## Task instructions
I need the lines below from the one with "Could you point out the starting" down to the one with "Could you point out the black" reproduced exactly, both ends included, and nothing else.

## Task input
━━━━━━━━━━━━━━━━━━━━━━━━━━━━━━

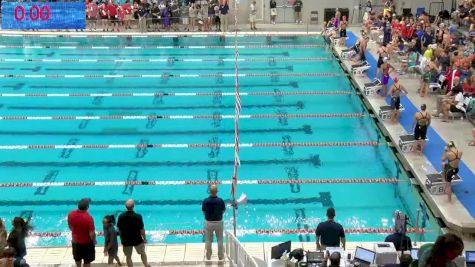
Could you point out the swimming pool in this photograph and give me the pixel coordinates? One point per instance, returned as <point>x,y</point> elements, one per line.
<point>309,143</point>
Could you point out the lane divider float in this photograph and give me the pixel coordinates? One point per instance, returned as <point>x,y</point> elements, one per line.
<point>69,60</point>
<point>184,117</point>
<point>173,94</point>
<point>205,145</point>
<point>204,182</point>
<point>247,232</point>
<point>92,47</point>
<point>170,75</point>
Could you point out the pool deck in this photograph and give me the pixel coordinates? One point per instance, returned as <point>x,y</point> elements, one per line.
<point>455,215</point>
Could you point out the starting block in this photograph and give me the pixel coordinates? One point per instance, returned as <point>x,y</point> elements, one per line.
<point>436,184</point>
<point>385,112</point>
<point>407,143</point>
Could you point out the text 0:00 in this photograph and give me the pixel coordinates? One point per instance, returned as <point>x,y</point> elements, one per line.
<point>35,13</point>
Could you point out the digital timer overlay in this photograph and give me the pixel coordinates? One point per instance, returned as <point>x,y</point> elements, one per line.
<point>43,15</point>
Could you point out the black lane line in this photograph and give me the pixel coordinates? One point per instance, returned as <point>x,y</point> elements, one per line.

━━━━━━━━━━━━━━━━━━━━━━━━━━━━━━

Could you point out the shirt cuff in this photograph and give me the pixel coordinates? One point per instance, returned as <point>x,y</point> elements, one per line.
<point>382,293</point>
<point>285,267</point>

━━━━━━━━━━━━━━━━━━━━━━━━━━━━━━

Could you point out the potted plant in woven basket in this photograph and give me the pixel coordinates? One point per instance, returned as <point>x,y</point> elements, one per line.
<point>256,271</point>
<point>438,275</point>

━━━━━━━━━━━━━━━━━━━━━━━━━━━━━━

## Solution to this exercise
Could you point out the starting block in this photograph and give me the pixel coordinates? One point per instance, returned as <point>x,y</point> elements, one per line.
<point>436,184</point>
<point>385,112</point>
<point>407,143</point>
Could you point out the text 0:00 in this photograph and give me the pixel coordinates? One point per instance, returned as <point>x,y</point> elements, one per line.
<point>35,13</point>
Could you point out the digital timer overlay in this photograph and give me the pixel coordinates? One point per instance, returned as <point>x,y</point> elements, one per line.
<point>43,15</point>
Could you point out the black lane line in this photograph and give me the pixel coordinates? One point per instance, returned as <point>x,y</point> elements, one per line.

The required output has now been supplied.